Text
——

'Uncharted territory': South Sudan's four years of flooding
It had not rained properly for months but the floods kept coming, inching up the mud-earth fortifications that stood between Bentiu's marooned and starving people and the endless water beyond.
Four straight years of flooding, an unprecedented phenomenon linked to climate change, has swamped two-thirds of South Sudan but nowhere more dramatically than Bentiu, a northern city besieged by water.
Hundreds of thousands of people are trapped beneath the water line, protected only by earthen dykes that must be constantly checked and reinforced to avoid a catastrophic breach.
All roads out of Bentiu are flooded, including the lifeline to Sudan that once provided the capital of Unity state with most of its food. Supplies must now be brought many days over the floodplain, canoe by canoe.
"It's basically become an island," said William Nall, head of research, assessment and monitoring at the World Food Programme (WFP), which rations out whatever grains, vegetable oil and peanut paste make it through the waterways choked with reeds.
"There's no record of Bentiu being flooded like it has... This is something that is unique."
- 'They cannot survive' -
The monumental crisis is illustrative of a wider disaster befalling South Sudan, the world's youngest country and one of the most vulnerable to climate change.

——

[Records from a dataset]
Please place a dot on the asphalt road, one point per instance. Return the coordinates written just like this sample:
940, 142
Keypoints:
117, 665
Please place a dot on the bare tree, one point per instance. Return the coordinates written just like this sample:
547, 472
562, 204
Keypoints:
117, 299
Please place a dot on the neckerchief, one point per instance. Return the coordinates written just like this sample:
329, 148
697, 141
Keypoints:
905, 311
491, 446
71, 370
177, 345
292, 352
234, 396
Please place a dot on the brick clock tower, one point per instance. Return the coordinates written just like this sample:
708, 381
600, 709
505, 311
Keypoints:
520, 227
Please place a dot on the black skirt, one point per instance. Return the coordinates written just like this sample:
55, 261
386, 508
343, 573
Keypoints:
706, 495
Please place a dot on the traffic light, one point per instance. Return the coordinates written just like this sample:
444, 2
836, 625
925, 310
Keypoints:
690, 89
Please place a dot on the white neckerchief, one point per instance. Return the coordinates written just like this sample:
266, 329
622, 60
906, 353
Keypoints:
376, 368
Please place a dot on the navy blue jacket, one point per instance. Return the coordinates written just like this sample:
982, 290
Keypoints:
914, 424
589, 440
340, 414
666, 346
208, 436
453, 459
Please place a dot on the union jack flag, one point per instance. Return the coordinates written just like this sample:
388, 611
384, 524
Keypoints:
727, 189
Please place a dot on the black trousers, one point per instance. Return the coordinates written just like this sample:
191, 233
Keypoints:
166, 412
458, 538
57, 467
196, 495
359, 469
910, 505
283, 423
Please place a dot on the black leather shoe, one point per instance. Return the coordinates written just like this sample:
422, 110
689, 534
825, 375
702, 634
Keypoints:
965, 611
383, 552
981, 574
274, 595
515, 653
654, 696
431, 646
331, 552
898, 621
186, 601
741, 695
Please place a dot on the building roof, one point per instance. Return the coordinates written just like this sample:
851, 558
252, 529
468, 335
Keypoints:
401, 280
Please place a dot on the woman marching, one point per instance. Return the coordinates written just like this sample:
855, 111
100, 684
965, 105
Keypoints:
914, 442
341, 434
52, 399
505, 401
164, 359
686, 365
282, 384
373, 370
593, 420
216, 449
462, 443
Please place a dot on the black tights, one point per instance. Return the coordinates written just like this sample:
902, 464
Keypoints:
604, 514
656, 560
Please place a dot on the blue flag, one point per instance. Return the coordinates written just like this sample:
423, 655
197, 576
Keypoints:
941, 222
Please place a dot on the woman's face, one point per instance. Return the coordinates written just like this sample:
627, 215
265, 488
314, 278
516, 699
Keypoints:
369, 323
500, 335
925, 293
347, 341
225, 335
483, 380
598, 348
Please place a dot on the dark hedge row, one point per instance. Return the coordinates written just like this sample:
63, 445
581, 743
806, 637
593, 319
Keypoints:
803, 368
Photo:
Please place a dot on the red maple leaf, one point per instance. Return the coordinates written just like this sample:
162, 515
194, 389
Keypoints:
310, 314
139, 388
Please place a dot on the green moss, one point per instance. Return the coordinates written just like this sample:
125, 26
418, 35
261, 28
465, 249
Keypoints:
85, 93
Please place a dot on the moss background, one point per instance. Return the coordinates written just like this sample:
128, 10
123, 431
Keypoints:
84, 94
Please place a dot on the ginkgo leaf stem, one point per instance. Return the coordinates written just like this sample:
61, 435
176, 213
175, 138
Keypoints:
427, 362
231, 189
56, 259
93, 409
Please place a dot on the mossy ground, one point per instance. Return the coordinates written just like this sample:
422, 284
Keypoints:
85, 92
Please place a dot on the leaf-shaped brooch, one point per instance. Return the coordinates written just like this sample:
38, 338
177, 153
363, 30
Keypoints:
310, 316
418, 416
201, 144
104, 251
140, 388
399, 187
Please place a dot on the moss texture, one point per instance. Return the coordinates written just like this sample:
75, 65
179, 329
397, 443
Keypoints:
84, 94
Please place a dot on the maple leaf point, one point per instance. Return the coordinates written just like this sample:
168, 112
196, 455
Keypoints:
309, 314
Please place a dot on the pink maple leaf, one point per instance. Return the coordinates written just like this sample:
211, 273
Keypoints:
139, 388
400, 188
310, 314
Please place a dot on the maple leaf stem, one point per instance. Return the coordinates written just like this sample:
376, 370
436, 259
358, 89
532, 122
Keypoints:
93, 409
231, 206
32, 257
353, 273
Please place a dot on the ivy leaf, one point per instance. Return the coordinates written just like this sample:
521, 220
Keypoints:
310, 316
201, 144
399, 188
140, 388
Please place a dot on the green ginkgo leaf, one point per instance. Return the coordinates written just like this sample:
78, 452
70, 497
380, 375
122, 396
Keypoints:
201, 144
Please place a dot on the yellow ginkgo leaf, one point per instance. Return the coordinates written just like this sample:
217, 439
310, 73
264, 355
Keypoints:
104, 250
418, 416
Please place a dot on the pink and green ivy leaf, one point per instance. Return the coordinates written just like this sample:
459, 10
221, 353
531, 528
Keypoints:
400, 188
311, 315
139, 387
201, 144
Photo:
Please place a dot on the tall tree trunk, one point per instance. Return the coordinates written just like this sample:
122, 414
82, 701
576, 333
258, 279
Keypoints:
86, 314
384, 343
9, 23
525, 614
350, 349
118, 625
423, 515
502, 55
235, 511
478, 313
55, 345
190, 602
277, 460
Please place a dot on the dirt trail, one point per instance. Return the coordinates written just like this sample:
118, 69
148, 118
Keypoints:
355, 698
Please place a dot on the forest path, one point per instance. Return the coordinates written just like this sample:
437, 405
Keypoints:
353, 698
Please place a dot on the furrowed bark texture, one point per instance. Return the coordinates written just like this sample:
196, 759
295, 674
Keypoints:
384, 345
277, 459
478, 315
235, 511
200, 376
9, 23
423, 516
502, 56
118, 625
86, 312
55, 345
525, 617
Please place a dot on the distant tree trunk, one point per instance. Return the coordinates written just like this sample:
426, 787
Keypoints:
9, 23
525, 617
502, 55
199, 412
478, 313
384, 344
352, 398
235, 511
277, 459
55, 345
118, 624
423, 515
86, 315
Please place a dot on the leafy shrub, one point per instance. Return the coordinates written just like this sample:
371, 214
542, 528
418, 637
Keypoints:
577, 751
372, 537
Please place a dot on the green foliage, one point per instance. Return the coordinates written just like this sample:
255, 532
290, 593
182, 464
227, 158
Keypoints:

——

Instructions for the task
According to the text on South Sudan's flooding, how much of South Sudan has been swamped by four straight years of flooding? The data has nothing to do with what follows.

Solution
Two-thirds of South Sudan.